**Activity:** Below are the records; output them exactly from the first line through the line with "We already know the small green", stopping there.

Spatial localization data

========================================

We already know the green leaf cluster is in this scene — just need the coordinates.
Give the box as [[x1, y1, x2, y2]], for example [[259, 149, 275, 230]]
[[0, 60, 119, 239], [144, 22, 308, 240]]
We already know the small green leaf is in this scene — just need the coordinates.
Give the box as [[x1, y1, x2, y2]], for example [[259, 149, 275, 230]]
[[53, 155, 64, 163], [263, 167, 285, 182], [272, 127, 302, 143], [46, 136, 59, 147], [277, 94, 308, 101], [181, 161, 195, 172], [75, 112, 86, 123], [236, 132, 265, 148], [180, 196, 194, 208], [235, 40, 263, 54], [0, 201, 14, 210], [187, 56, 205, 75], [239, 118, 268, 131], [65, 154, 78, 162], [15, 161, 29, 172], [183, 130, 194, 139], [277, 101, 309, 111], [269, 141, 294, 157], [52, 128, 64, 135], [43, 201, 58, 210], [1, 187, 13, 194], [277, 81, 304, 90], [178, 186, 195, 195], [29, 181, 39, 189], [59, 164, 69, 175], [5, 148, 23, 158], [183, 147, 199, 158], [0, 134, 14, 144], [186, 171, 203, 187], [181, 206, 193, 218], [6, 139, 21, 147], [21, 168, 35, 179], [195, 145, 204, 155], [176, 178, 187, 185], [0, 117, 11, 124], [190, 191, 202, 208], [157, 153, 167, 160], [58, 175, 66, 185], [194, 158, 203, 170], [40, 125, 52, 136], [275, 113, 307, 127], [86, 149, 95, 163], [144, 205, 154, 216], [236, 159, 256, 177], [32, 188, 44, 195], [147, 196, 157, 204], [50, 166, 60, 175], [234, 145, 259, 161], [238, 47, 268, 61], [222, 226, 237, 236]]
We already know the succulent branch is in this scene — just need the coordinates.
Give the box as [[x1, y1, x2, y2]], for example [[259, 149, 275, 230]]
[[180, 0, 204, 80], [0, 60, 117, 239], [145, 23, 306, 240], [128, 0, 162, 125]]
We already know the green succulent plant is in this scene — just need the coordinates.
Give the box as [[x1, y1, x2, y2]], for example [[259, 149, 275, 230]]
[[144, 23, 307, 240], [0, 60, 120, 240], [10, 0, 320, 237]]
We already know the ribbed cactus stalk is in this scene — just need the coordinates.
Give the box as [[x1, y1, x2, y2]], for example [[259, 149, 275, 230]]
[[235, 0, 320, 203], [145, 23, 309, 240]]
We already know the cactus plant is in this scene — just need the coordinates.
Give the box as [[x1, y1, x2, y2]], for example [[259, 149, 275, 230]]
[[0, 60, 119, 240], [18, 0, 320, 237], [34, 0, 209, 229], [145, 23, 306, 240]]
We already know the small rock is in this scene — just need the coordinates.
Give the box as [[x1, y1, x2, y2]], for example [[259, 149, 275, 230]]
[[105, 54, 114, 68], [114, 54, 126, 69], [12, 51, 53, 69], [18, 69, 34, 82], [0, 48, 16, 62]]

========================================

**Exercise solution:**
We already know the green leaf cluster is in this scene — just need the coordinates.
Give the box as [[x1, y1, x2, y2]], for example [[259, 149, 275, 230]]
[[0, 60, 119, 239], [144, 22, 308, 240]]
We already know the small green leaf is in this scene — just need the coordinates.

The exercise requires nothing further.